**Required work**
[1] According to the passage on Lancashire, where were the county elections for the Short Parliament held?
[2] Reproduce the passage on Lancashire from "The duchy of" up to and including "in county elections.".

**Source**
--- --- ---

‘Bounded on the east with the counties of York and part of Derby, on south with the River Mersey – which severeth it from Cheshire – on the west with the Irish Sea and on the north with the counties of Cumberland and Westmorland’, Lancashire, like most of the adjacent counties, was regarded by the godly as one of the ‘dark corners of the land’.
With its eastern half dominated by the Pennines – ‘full of stony, craggy and barren hills’ – and large parts of its western coastal plain consisting of marshland and ‘“mosses”, like Irish bogs’, Lancashire was ‘for the generality ... of an unfertile soil’.
Manchester’s close trading links with the capital probably account in part for the exceptional strength of godly Protestantism in the south-east of Lancashire.
The duchy of Lancaster played an important role in the administration of Lancashire elections, for the county received its election writs from the chancellor of the duchy and then returned the completed indentures to him for submission to chancery. Although chancellors had at one time or other nominated MPs to all of Lancashire’s six boroughs and regularly secured at least one seat at Clitheroe, Lancaster, Liverpool and Preston in the early Stuart period, there is no evidence that the duchy interest was significant in county elections.
Broadly speaking, this pattern still prevailed in the elections to the Short Parliament in the spring of 1640, although there are strong signs that the earl of Derby’s son and fellow lord lieutenant of Lancashire, James Stanley†, Lord Strange, may have exerted some influence upon proceedings. The county elections, which were held at Lancaster on 23 March, saw the return of Sir Gilbert Hoghton and William Farington. The indenture listed only seven gentlemen, besides the sheriff, as parties to the election, and every one of these seven were future royalists, among them Roger Kirkbye*. Even more intriguingly, two were leading Lancashire Catholics – Charles Towneley and Thomas Tyldesley – while a third, Richard Shireburn, had a Catholic wife.
If the Stanleys’ electoral interest did indeed enjoy something of a revival in the spring of 1640, it may well have suffered that summer and early autumn as a result of Lord Strange’s efforts to raise ‘many and great taxes’ upon Lancashire for the king’s doomed and controversial attempt to mobilise another army against his rebellious Scottish subjects. As late as 7 September, Lord Strange and several of his deputy lieutenants, including Hoghton and Farington, were attempting to impose a levy of £3,000 upon Lancashire for the king’s service. According to the future parliamentarian John Holcrofte*, Lord Strange and his ‘agents’ justified their proceedings ‘by virtue of his Majesty’s prerogative and a commission granted from his Majesty to tax and levy any and what sums of money he pleased and as often and upon whom he pleased, without giving an accompt to any how he disposed of the same’.

--- --- ---

**Data provided**
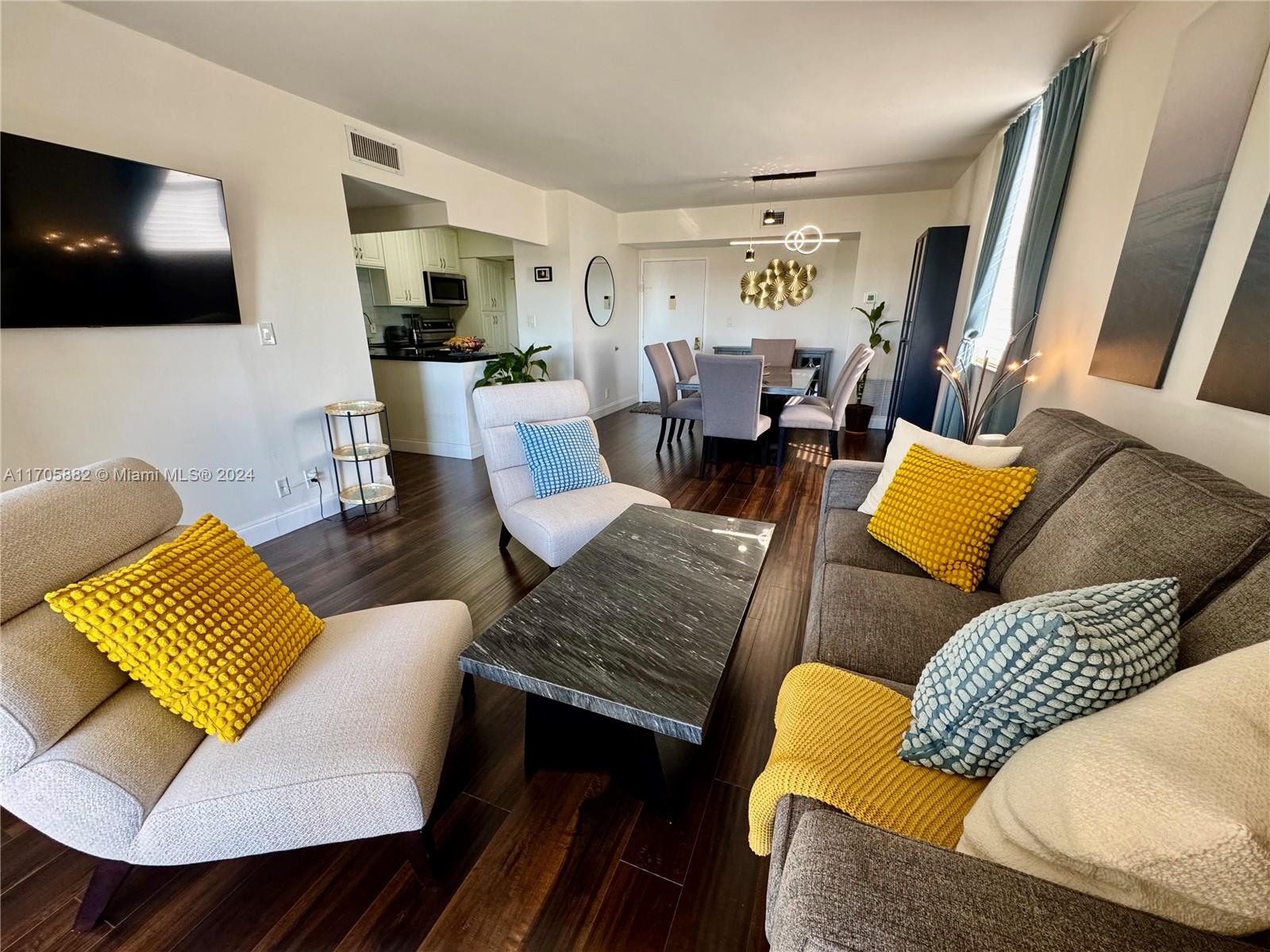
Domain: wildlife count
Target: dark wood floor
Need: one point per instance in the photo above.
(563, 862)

--- --- ---

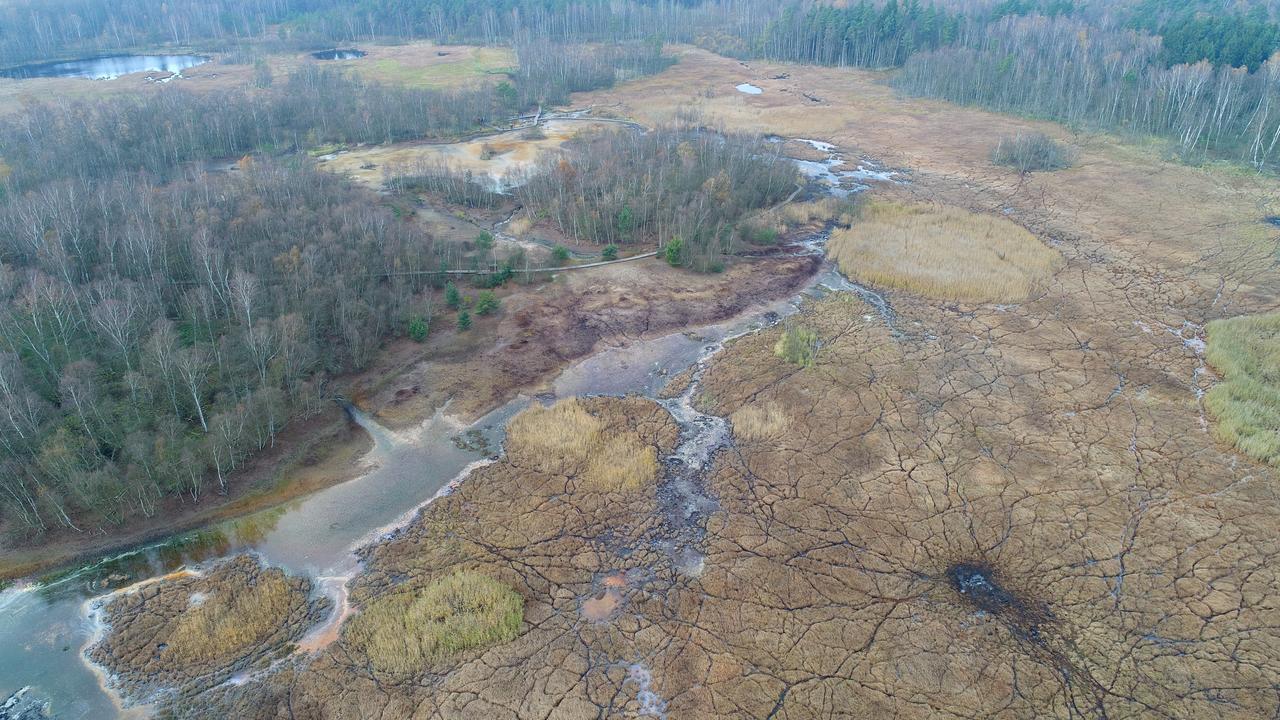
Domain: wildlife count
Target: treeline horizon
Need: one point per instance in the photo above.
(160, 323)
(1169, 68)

--- --- ---

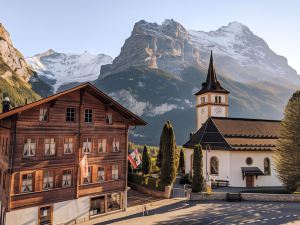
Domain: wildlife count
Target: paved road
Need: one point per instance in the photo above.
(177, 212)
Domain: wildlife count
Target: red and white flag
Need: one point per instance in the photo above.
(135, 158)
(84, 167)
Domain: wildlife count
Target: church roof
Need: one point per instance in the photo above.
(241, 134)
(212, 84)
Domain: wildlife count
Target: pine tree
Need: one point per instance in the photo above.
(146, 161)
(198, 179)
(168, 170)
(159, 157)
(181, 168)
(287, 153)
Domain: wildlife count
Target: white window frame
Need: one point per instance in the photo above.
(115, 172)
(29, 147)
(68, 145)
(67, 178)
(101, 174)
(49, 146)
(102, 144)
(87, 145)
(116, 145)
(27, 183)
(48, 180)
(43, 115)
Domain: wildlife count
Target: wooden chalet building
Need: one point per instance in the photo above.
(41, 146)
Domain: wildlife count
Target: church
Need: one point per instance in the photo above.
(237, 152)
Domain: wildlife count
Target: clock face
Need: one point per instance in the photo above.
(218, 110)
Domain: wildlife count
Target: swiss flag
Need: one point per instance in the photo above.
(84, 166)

--- --- ---

**Exercise solutions**
[1] At Lancaster.

[2]
The duchy of Lancaster played an important role in the administration of Lancashire elections, for the county received its election writs from the chancellor of the duchy and then returned the completed indentures to him for submission to chancery. Although chancellors had at one time or other nominated MPs to all of Lancashire’s six boroughs and regularly secured at least one seat at Clitheroe, Lancaster, Liverpool and Preston in the early Stuart period, there is no evidence that the duchy interest was significant in county elections.